• [Instructions to follow]:
Answer from the passage on atheism and history below:
(a) In what year did Zhou Enlai say "We Communists are atheists"?
(b) In which essay did Francis Bacon write about "this universal frame"?
(c) In Daniel Dennett's account, what name did the god Stalin believed in have?

• [Quoted passage]:
Dinesh D'Souza took Richard Dawkins to task for engaging in historical revisionism when it comes to the atrocities of atheist regimes and declared Dawkins "reveals a complete ignorance of history".VIDEO.

In a recent interview D'Souza declared:

Richard Dawkins argues that at least the atheist regimes didn't kill people in the name of atheism. Isn't it time for this biologist to get out of the lab and read a little history? Marxism and Communism were atheist ideologies. Stalin and Mao weren't dictators who happened to be atheist; atheism was part of their official doctrine.

It was no accident, as the Marxists liked to say, that they shut down the churches and persecuted the clergy...[46]

See also:

Dinesh D'Souza stated in another interview:

As one writer put it, “Leaders such as Stalin and Mao persecuted religious groups, not in a bid to expand atheism, but as a way of focusing people’s hatred on those groups to consolidate their own power.” Of course I agree that murderous regimes, whether Christian or atheist, are generally seeking to strengthen their position. But if Christian regimes are held responsible for their crimes committed in the name of Christianity, then atheist regimes should be held accountable for their crimes committed in the name of atheism. And who can deny that Stalin and Mao, not to mention Pol Pot and a host of others, all committed atrocities in the name of a Communist ideology that was explicitly atheistic? Who can dispute that they did their bloody deeds by claiming to be establishing a “new man” and a religion-free utopia? These were mass murders performed with atheism as a central part of their ideological inspiration, they were not mass murders done by people who simply happened to be atheist.[47]

Karl Marx said "[Religion] is the opium of the people". Marx also stated: "Communism begins from the outset (Owen) with atheism; but atheism is at first far from being communism; indeed, that atheism is still mostly an abstraction."[48]

Vladimir Lenin similarly wrote regarding atheism and communism: "A Marxist must be a materialist, i. e., an enemy of religion, but a dialectical materialist, i. e., one who treats the struggle against religion not in an abstract way, not on the basis of remote, purely theoretical, never varying preaching, but in a concrete way, on the basis of the class struggle which is going on in practice and is educating the masses more and better than anything else could."[49]

In 1955, Chinese communist leader Zhou Enlai declared, "We Communists are atheists".[50]

Atheist Daniel Dennet's commentary on Joseph Stalin

The new atheist Daniel Dennett attempted to minimize the atheism of the militant atheist Joseph Stalin. Dennett said, “ …it occurred to me—let’s think about Stalin for a moment. Was he an atheist? You might say well of course he was an atheist. No, on the contrary. In a certain sense, he wasn’t an atheist at all. He believed in god. Not only that, he believe in a god whose will determined what right and wrong was. And he was sure of the existence of this god, and the god’s name was Stalin.”[51]

Atheist historical revisionism about the birth of modern science

In his essay Of Atheism Sir Francis Bacon wrote: "I had rather believe all the fables in the Legend, and the Talmud, and the Alcoran (Koran), than that this universal frame is without a mind."[52]

A notable fact in relation to Christianity and science is that the birth of modern science occurred in the geographic area of Christianized Europe.[53] Christians awed by the grandeur of God's creative work have long striven to understand His creativity through scientific study.

• [Data segment]:
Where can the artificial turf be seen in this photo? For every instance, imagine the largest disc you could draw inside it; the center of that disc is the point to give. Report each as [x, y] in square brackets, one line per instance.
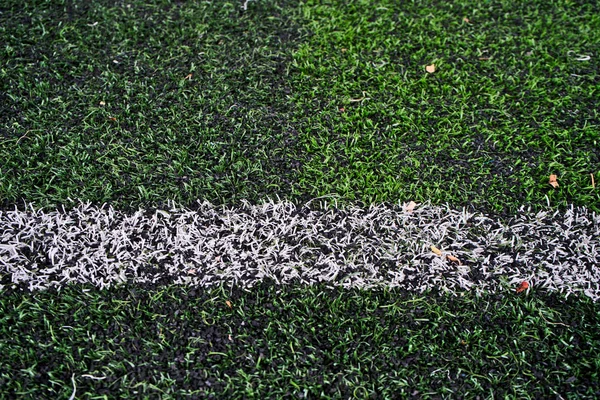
[291, 342]
[136, 103]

• [Completed exercise]:
(a) 1955
(b) Of Atheism
(c) Stalin